start Data for processing

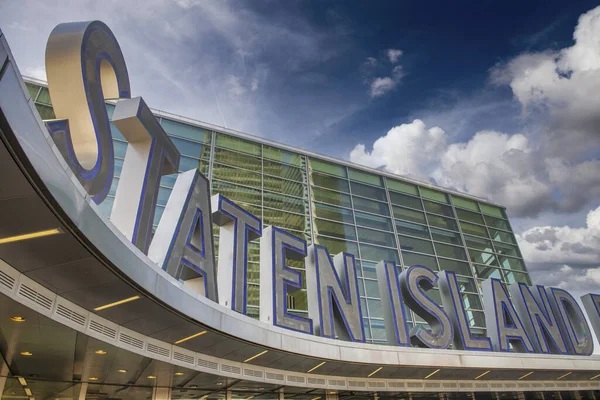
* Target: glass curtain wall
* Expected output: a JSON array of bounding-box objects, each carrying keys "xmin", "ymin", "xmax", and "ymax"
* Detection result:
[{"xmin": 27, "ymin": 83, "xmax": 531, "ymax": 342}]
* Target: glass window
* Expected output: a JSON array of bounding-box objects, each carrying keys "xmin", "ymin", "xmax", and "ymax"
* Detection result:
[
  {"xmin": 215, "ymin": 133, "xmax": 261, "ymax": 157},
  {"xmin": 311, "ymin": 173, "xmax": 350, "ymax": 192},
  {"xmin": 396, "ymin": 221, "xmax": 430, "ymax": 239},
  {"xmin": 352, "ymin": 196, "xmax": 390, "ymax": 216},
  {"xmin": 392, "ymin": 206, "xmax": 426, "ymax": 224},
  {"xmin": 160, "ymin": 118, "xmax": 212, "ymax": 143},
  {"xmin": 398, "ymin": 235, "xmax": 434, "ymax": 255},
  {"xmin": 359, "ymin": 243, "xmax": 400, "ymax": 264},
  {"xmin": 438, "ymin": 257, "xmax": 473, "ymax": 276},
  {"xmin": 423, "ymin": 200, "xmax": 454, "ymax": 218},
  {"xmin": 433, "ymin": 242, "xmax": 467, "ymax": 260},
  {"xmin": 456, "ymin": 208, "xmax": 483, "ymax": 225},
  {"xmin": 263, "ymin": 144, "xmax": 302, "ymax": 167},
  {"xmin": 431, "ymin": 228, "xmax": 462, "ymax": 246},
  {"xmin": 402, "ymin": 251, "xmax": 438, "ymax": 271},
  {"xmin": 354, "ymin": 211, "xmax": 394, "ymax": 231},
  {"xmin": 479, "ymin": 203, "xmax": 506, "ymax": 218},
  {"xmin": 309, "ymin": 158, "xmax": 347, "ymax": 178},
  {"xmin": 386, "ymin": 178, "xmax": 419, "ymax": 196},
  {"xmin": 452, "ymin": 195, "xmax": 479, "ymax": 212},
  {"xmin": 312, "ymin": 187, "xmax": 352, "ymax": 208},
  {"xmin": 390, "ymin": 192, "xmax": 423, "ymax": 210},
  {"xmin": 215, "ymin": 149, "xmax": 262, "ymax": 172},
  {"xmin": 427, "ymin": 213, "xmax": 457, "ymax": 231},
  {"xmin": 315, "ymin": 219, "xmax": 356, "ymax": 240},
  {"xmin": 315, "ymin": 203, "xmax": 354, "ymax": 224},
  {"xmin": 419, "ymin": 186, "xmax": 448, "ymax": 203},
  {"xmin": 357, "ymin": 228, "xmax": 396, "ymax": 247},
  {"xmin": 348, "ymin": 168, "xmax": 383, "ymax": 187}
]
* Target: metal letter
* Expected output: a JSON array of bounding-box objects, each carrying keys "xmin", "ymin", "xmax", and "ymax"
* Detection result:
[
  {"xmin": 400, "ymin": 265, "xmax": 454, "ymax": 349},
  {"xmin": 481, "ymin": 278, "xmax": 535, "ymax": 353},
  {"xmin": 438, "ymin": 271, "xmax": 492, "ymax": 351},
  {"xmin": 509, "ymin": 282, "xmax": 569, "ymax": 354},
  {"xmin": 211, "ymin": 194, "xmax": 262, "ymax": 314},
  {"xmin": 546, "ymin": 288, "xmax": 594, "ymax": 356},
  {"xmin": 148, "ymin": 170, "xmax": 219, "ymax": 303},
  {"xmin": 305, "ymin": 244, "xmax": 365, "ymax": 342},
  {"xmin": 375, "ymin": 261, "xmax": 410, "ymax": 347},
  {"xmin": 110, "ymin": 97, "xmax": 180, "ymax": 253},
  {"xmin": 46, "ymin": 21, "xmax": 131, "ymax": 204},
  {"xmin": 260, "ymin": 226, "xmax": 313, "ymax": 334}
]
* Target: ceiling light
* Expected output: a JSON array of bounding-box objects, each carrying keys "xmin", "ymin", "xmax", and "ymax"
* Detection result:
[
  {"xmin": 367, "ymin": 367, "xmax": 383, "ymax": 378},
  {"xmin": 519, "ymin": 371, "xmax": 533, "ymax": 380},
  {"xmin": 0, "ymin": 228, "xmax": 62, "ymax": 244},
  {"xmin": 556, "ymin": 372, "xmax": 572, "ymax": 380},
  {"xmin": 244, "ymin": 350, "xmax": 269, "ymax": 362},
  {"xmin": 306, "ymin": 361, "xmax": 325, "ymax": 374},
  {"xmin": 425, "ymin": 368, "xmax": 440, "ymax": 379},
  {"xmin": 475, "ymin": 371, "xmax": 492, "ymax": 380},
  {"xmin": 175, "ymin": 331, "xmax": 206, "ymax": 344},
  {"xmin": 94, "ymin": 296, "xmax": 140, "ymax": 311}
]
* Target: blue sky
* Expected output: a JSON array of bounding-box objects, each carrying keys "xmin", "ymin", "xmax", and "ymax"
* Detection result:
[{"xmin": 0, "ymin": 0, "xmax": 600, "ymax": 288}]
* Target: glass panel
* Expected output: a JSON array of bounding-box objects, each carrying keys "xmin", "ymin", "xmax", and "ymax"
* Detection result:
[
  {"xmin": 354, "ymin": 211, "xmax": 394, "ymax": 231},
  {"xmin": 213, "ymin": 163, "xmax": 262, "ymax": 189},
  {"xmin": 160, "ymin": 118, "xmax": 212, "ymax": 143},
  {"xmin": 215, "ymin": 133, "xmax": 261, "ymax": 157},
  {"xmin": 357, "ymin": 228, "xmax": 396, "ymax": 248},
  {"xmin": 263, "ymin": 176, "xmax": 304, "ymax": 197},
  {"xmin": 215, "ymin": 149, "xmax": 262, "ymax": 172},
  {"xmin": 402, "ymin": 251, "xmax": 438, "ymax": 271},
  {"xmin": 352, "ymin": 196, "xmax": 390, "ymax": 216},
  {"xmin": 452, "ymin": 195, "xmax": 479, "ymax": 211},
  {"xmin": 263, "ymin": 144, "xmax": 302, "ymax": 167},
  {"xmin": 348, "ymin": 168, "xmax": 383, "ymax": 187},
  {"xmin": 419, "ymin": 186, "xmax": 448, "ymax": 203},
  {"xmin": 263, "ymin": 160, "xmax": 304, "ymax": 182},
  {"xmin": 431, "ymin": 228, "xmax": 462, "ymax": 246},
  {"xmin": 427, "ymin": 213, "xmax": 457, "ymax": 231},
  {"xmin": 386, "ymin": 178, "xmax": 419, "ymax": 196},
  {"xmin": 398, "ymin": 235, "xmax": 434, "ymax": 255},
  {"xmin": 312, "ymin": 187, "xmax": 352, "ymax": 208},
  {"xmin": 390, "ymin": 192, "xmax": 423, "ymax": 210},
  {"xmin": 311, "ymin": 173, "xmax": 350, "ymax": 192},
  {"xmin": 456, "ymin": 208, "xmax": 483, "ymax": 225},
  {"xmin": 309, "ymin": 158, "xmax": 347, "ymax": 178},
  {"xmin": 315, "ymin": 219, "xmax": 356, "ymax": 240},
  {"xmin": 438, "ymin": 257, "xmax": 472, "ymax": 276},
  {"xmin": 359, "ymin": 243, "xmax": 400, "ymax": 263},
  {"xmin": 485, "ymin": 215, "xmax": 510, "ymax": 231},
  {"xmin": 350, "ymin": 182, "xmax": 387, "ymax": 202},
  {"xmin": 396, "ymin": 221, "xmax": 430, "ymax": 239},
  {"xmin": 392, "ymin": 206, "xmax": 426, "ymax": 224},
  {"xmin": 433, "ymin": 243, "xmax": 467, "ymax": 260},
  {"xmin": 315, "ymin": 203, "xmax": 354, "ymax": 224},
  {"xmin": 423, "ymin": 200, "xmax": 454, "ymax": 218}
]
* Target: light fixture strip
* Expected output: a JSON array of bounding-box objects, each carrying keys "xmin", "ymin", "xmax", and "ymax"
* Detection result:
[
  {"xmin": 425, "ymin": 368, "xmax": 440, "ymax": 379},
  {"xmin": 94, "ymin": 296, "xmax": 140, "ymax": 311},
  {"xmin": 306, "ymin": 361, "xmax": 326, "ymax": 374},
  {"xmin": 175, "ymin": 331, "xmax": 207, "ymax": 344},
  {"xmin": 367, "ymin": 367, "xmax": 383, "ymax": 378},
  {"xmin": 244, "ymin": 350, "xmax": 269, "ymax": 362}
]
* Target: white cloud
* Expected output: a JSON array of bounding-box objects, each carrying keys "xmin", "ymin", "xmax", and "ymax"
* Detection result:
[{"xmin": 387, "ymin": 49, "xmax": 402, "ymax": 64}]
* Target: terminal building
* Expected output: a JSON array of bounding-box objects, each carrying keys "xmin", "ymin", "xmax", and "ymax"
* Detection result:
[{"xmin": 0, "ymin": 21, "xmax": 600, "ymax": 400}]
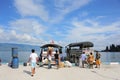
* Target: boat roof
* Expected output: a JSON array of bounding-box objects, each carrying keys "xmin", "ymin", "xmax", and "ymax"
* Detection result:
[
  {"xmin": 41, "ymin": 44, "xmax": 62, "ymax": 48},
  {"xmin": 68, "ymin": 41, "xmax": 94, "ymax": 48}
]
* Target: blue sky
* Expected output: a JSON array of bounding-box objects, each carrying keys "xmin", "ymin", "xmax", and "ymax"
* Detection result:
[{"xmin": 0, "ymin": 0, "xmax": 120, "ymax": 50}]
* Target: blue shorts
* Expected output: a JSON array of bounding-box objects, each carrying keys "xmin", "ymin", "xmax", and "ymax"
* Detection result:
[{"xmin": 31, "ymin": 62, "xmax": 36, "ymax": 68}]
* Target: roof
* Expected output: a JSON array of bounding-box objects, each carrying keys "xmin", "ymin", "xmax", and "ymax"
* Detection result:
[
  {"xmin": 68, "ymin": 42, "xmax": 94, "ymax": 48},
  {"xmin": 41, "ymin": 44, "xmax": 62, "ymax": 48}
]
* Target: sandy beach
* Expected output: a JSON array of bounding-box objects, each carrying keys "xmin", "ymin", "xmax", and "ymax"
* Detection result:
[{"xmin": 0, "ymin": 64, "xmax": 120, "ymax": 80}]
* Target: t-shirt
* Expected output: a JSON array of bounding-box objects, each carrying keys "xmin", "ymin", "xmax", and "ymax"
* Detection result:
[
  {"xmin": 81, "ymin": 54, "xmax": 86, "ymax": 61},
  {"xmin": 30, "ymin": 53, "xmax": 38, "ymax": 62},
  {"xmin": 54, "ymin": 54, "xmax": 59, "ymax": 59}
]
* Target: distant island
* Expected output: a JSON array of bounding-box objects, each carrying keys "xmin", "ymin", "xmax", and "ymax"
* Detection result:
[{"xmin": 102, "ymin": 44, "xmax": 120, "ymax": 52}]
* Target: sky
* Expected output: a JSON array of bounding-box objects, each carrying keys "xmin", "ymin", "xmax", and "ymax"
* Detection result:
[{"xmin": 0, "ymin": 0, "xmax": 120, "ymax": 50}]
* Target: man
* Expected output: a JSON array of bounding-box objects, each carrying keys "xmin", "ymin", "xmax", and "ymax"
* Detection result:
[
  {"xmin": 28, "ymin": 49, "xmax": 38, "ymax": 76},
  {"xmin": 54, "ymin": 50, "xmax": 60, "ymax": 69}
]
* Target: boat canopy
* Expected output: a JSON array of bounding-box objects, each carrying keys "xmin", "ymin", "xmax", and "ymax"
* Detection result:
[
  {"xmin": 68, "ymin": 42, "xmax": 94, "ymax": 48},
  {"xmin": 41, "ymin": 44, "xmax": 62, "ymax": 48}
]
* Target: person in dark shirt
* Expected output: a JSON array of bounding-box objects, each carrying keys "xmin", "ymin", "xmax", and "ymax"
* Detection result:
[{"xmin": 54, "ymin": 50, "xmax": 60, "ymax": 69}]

end Data for processing

- _Exercise task_:
Please rewrite the data from the line with "in dark shirt" through the end of the data, swapping "Detection result" for "Located boxes" and leaving everything else unchanged.

- _Expected output_:
* Target: person in dark shirt
* Expected output: a JSON array of bounding-box objects, each carrying keys "xmin", "ymin", "xmax", and "ymax"
* Located boxes:
[{"xmin": 54, "ymin": 50, "xmax": 60, "ymax": 69}]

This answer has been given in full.